== Requirement 1 ==
In the excerpt on the PDF text-extraction project, which folder holds all the LLM files?
== Requirement 2 ==
Translate this sentence from the excerpt on the PDF text-extraction project into Spanish: "All LLM files are stored in summarization/models/ so removing the repository as a whole will also free all space used by LLMs."
== Requirement 3 ==
Pick up the excerpt on the PDF text-extraction project right after its last sentence and carry it further.

== Excerpt provided ==
* * * * * * *
The extraction JupyterLab URL is showed in the logs and can be easily access copied to access the server via the browser.

Uninstalling

In order to stop and remove the running containers run:

podman compose down

All LLM files are stored in summarization/models/ so removing the repository as a whole will also free all space used by LLMs.

Project Overview

Text Extraction

Container responsible for extracting text from PDF files producing as output a markdown file. The objective of this step is not only extract the text, but also maintain the basic hierarchical structure with headers, titles and subtitles. Some of the operations performed included:

Exclusion of headers and footers: a token frequency-based heuristic was devised to address the header and footer deletions from the document texts. In summary, this heuristic compares the frequency of tokens in upper and lower portions of the pages excluding sequences of tokens which frequency across the analysed pages surpasses some predefined threshold. Check the notebook extractions/pdfplumber.ipynb for implementation details.
Exclusion of tables and diagrams: in which bounding boxes corresponding to images, tables and diagrams were excluded from the text selection and extraction. Depending on the combination of text extracting libraries used, such bounding boxes were used to overwrite text in these regions.
* * * * * * *
== Supplied data ==

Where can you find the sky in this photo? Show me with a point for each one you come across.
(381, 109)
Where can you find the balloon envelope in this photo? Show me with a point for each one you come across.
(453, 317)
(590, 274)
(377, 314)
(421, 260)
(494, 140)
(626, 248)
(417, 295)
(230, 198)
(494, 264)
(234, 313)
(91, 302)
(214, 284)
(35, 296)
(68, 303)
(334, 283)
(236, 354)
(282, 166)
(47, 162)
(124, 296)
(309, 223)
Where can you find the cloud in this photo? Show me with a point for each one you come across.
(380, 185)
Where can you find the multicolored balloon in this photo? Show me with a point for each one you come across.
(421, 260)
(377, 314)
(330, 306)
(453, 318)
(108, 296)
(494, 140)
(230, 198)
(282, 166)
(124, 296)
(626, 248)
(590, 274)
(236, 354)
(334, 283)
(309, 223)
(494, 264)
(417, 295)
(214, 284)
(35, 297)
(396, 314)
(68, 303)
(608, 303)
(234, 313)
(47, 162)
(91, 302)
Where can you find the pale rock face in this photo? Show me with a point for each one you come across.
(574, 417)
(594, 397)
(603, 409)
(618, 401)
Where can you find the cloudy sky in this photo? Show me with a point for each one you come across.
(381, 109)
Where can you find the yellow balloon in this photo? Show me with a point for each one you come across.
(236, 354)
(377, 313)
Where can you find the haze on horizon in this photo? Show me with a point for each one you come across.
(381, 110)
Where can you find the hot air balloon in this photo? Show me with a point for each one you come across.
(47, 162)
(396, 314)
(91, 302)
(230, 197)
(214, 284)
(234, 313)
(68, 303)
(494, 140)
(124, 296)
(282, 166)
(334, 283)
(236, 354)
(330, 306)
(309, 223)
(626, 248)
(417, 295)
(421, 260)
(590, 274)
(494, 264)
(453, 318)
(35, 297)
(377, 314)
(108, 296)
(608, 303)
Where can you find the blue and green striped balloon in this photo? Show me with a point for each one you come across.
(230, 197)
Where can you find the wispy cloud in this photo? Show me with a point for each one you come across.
* * * * * * *
== Written answer 1 ==
summarization/models/

== Written answer 2 ==
Todos los archivos de LLM se almacenan en summarization/models/, por lo que eliminar el repositorio por completo también liberará todo el espacio utilizado por los LLM.

== Written answer 3 ==
Font size frequency analysis: in order to associate each title to the correct heading level a font frequency analysis was implemented. As a general rule, the most frequent font in the document was associated as the default font. Fonts with greater size were associated to header/title fonts, sorted and arranged as such.

Implemented extractors/used:

pdfplumber
pymupdf
pymupdf4llm
pdfplumber-based with a header/footer deletion heuristic and table/diagrams exclusion
pymupdf-based with table/images bounding box overwriting with pdfplumber.

As a sample, this repository contains in the extraction/input/ a single PDF file (digital-thermometer-ds18b20.pdf) used for development with several formatting peculiarities such as double column, header and footer, embedded diagrams, single column and double column tables, etc. The outputs for each method are stored in the outputs/ directory.